Exercise data below:

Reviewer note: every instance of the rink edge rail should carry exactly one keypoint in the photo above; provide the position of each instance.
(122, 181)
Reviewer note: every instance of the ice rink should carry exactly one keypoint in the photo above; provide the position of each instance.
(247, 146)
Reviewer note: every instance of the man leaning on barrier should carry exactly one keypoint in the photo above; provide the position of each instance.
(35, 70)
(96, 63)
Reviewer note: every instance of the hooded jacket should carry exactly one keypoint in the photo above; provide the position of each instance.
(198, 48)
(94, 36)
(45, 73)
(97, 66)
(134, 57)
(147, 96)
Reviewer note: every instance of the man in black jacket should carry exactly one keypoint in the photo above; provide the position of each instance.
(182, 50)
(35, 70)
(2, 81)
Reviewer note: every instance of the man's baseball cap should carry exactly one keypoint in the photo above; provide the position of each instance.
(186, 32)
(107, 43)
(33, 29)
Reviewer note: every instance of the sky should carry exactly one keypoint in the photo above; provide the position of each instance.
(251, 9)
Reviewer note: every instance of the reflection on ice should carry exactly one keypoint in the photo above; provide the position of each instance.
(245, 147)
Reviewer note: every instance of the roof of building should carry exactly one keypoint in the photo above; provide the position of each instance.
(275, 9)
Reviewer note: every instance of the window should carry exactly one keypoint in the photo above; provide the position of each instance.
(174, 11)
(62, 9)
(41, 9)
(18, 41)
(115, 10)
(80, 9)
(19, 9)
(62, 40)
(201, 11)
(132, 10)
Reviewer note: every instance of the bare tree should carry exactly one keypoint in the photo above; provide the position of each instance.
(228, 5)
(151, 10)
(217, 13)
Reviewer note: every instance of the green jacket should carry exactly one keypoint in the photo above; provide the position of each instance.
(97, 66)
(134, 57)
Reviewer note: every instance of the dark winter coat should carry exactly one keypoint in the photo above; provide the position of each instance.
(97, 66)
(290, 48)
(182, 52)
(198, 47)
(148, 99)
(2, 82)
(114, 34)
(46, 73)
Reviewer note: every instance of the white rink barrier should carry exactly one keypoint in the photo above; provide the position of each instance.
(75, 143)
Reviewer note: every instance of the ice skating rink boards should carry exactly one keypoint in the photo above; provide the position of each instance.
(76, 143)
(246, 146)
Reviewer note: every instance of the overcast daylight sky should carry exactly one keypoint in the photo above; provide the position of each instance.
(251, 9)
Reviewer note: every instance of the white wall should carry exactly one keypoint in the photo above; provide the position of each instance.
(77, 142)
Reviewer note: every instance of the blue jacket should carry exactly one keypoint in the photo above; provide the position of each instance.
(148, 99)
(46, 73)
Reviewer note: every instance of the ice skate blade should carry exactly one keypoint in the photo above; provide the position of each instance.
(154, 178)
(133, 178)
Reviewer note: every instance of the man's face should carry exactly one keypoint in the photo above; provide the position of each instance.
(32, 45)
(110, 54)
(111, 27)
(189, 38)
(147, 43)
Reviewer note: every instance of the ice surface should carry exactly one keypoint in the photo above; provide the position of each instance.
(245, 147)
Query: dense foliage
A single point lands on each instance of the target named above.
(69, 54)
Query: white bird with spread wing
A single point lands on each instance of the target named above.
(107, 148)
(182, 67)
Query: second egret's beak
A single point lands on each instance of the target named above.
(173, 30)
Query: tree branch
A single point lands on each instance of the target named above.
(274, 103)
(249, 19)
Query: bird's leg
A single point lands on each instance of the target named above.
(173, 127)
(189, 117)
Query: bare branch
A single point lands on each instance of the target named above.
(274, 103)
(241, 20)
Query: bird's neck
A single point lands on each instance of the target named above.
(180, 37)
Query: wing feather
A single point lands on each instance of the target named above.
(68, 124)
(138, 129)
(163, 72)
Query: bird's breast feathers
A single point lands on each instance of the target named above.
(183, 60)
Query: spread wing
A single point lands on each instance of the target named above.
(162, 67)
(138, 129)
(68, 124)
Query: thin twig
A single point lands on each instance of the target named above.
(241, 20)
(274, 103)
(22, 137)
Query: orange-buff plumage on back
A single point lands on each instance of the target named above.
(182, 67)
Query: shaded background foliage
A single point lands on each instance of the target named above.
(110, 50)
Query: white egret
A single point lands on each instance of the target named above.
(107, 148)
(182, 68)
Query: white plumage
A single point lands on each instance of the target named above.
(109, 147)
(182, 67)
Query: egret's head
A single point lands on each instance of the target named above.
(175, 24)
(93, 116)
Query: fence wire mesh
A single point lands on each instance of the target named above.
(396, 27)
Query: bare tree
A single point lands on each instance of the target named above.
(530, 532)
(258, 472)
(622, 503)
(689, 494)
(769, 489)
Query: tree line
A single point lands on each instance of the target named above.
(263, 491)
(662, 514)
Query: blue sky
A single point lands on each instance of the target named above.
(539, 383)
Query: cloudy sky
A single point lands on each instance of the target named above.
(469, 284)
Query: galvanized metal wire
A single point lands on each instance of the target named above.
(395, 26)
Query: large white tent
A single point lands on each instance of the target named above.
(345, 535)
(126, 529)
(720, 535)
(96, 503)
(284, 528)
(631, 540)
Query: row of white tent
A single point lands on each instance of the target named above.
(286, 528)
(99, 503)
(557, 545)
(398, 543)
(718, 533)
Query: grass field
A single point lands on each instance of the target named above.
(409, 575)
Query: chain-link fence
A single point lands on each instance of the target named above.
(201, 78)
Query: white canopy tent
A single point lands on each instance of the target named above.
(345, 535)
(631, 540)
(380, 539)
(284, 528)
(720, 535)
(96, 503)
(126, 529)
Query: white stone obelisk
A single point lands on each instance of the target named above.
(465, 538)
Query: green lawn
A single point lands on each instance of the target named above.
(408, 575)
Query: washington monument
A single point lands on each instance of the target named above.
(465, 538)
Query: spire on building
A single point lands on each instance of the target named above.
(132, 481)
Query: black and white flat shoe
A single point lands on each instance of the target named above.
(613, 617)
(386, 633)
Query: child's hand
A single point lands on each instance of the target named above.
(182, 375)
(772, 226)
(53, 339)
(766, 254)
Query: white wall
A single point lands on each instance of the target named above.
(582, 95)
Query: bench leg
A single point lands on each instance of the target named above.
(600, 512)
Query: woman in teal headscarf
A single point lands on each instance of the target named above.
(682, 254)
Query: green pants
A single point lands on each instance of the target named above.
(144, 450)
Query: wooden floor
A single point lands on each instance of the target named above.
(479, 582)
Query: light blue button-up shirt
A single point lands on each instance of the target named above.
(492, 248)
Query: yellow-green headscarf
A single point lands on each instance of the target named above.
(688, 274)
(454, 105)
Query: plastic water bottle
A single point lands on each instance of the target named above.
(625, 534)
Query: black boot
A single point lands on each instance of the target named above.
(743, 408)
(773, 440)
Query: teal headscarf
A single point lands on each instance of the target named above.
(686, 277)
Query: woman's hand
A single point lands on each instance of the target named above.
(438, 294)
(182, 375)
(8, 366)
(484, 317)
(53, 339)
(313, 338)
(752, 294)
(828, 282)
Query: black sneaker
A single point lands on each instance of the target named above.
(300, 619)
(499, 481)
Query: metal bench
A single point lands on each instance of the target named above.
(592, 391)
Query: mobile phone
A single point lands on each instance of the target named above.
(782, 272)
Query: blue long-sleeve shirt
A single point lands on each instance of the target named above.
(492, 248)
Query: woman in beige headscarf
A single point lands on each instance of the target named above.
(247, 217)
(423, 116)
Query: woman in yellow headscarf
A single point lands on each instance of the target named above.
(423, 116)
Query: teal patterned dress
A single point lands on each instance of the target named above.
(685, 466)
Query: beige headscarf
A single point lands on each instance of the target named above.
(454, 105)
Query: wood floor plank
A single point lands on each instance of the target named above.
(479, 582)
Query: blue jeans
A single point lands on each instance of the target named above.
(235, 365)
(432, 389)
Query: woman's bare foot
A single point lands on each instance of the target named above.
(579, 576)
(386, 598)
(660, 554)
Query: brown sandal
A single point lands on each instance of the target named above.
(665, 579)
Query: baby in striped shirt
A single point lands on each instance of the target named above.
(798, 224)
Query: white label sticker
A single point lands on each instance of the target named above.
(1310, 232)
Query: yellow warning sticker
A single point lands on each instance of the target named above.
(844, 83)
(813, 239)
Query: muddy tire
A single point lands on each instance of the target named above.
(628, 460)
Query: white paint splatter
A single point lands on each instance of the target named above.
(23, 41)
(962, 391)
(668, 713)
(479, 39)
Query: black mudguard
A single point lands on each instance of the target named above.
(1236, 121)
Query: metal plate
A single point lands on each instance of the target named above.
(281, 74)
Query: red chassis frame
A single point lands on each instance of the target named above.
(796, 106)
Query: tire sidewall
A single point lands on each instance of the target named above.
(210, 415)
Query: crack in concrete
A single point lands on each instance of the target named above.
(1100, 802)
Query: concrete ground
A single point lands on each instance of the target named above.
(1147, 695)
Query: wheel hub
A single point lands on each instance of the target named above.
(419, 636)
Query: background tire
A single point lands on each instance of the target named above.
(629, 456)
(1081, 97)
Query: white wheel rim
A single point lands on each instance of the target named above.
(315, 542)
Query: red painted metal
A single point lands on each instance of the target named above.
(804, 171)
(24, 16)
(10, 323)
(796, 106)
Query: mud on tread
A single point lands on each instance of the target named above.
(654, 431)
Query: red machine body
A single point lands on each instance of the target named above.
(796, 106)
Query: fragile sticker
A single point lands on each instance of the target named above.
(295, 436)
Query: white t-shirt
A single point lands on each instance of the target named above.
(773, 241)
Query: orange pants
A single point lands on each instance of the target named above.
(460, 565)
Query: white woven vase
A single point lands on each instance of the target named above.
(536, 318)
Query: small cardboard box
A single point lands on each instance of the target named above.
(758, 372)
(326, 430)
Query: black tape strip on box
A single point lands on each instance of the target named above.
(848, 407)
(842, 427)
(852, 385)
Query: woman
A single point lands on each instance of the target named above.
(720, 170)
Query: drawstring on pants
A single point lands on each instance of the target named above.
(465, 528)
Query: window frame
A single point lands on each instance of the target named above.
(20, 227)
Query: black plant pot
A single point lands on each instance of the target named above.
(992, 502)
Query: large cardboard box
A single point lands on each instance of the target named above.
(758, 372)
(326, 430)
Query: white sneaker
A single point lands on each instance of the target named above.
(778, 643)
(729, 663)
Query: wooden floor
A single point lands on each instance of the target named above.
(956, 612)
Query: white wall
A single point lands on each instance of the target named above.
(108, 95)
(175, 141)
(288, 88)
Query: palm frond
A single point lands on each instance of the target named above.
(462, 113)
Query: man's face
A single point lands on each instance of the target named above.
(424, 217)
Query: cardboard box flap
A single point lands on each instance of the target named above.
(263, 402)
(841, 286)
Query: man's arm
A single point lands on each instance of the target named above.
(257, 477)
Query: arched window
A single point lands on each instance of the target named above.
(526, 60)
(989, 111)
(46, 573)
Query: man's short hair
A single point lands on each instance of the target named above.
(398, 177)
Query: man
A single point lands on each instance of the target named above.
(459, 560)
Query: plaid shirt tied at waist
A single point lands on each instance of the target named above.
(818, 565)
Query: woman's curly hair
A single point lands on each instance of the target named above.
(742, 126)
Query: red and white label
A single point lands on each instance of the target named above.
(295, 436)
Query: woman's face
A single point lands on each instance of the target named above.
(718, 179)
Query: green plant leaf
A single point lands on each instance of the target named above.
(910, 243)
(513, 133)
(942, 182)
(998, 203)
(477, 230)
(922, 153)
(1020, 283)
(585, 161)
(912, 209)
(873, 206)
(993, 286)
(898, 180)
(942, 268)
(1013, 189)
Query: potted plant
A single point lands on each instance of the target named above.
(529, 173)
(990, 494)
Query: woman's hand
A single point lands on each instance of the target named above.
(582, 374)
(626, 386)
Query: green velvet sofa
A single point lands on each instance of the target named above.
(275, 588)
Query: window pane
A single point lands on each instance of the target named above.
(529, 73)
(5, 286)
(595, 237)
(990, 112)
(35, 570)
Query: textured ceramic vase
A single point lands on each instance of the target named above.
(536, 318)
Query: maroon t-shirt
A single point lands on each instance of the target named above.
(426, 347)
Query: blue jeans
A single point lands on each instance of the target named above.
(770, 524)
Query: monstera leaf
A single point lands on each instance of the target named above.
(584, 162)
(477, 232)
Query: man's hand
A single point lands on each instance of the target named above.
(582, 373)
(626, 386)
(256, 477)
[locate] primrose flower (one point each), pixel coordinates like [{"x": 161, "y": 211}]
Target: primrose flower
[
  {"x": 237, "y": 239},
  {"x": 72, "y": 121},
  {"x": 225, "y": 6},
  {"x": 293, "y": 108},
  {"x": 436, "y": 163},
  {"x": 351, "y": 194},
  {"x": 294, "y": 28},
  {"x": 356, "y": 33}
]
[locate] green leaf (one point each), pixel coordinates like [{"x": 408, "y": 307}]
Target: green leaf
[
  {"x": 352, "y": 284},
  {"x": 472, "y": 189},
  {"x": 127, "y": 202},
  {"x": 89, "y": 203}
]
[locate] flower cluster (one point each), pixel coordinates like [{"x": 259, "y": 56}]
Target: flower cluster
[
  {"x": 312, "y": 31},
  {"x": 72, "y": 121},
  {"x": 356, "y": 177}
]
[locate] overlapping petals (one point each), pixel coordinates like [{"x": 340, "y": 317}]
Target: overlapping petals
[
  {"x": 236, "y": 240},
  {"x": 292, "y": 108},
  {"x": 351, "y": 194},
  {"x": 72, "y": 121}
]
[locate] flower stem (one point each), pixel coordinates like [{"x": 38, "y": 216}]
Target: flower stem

End of Exercise data.

= What the task requires =
Repeat the entries above verbatim, but only from the line that has "Query: bench leg" down to the line that has "Query: teal headscarf", inclusive.

= Exercise output =
Query: bench leg
A single point lands on each instance of the target named above.
(600, 512)
Query: woman in teal headscarf
A single point lands on each instance of the target named above.
(682, 254)
Query: green pants
A single point lands on each instance of the target named above.
(144, 450)
Query: wooden floor
A single point lands on each instance of the target named above.
(479, 582)
Query: light blue button-up shirt
A single point lands on each instance of the target named above.
(492, 248)
Query: yellow-green headscarf
A single point lands on each instance of the target named above.
(688, 274)
(454, 105)
Query: plastic water bottle
A single point lands on each instance of the target named above.
(625, 534)
Query: black boot
A single point lands on each instance of the target named above.
(743, 408)
(773, 440)
Query: teal headscarf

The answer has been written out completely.